Foremost among these is our narrator, Francis (Ulrich Tukur), who immediately takes on the mien of a '40s private eye, telling us about the time his human owner (Manfred Steffen), an author of romance novels, moved into a new neighborhood in the city. Taking an instinctive dislike to the smell of his new flat's second floor, Francis goes out walking, and, like, immediately finds the body of another cat, its throat torn out. He also finds an old, badly disfigured, and growlingly self-satisfied new acquaintence in the form of Blaubart (Mario Adorf), who encourages him to start investigating. Seems that these cat deaths have been happening a lot lately, and while Blaubart is convinced the perpetrator is a "can-opener" - cat slang for humans - Francis is sure that it must be another cat, based on the wounds. Thus begins a story that's equal parts detective thriller and serial killer horror, as Francis discovers several other mutiliated cat corpses, some of them depicted with a remarkable attention to how their visceral might splay out of their ruined bodies, for what simple line drawings of cats in blocky colors. He also discovers a secret history involving some deeply vicious animal experiments that were conducted in the area some years earlier, along with a bizarre cat suicide cult that is, in some unclear way, connected to those experiments. And he mostly finds that the world is a grotesque hell where suffering is absolute, where cult behavior leads only to ruin and misery, where meddling in God's domain is the work only of the most depraved egotists, and that evil thrives if good cats do nothing.

> **WHAT IS ASKED**
In the cat mystery review, what does the cat slang word "can-opener" mean?

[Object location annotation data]
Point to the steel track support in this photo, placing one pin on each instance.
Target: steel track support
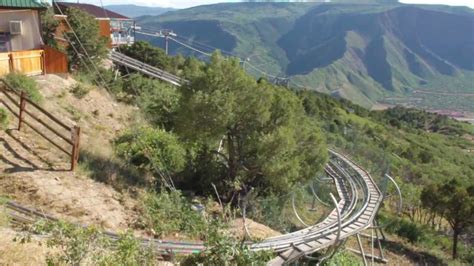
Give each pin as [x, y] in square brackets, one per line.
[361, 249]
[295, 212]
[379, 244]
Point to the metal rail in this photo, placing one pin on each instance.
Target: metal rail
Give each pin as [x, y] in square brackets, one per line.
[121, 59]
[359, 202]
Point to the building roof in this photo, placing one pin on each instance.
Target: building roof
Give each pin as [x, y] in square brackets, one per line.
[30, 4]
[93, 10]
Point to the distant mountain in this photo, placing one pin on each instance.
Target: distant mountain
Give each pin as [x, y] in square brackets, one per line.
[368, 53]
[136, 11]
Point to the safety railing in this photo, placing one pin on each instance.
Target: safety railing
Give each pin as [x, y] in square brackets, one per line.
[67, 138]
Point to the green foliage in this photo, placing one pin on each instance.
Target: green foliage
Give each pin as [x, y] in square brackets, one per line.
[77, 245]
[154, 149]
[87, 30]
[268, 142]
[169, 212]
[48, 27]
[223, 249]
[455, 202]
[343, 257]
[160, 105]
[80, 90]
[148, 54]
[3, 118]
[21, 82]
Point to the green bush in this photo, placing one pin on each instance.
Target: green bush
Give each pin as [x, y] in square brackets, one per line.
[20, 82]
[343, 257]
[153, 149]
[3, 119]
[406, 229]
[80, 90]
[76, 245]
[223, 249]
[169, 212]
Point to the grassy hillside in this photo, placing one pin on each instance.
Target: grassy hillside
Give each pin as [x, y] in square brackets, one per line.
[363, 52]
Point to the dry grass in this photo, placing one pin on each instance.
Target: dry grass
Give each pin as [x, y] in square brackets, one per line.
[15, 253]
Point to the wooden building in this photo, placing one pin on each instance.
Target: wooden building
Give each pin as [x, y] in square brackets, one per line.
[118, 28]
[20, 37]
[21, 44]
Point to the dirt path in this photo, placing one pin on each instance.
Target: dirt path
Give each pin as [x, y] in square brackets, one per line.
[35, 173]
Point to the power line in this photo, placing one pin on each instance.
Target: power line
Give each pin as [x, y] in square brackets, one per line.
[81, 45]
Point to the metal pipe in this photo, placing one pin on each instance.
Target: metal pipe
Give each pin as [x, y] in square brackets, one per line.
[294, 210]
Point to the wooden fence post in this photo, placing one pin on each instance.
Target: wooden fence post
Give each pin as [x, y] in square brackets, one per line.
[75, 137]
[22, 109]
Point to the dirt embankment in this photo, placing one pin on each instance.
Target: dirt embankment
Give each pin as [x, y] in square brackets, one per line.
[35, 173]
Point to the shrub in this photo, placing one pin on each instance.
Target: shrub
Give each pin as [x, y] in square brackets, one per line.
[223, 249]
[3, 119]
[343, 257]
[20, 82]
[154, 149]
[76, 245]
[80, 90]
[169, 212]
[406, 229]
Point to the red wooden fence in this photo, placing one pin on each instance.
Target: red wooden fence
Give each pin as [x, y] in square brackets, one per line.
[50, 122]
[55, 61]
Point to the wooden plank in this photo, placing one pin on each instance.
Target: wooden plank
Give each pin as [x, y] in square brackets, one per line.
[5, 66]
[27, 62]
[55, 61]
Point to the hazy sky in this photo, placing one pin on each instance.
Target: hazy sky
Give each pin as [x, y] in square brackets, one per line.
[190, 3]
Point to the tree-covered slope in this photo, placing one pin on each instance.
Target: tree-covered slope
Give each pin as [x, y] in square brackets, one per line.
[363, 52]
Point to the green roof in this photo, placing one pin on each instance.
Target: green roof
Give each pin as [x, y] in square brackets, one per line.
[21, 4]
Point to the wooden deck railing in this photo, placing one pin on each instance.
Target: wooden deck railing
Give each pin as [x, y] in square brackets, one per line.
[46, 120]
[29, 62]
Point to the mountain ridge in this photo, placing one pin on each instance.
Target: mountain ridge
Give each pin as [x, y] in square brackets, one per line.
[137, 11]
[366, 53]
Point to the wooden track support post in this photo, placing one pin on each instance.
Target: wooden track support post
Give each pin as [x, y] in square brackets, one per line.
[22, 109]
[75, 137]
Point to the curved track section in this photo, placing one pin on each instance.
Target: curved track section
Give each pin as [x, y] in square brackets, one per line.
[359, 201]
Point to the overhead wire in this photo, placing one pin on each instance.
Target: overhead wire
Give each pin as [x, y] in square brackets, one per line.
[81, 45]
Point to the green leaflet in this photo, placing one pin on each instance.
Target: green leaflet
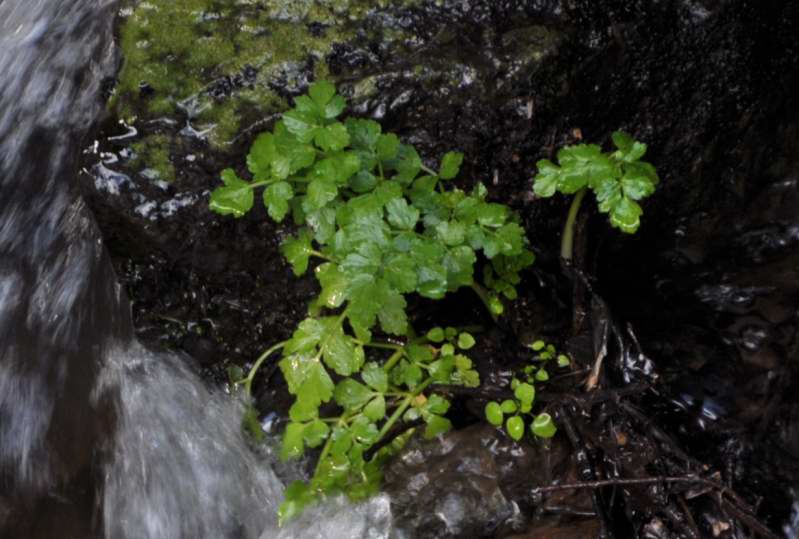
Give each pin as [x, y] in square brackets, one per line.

--

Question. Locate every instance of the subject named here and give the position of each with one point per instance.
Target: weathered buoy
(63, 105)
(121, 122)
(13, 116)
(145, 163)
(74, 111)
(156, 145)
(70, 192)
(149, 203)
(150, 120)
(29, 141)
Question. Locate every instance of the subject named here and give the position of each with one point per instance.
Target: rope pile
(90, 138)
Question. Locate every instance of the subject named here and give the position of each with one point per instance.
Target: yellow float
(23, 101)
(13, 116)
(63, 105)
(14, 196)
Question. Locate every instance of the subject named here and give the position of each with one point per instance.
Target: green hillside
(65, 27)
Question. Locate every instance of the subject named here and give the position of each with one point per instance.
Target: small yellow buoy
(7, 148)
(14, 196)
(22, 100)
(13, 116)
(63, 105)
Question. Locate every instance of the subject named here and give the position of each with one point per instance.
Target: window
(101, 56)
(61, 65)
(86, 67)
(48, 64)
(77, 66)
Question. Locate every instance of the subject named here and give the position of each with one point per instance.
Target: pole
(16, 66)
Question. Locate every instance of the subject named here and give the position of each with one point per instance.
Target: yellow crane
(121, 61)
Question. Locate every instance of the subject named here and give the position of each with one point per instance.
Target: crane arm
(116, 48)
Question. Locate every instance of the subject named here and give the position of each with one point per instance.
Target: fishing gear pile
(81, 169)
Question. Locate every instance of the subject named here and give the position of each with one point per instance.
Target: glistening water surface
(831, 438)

> **SOLUTION TO THE EXERCISE**
Humans.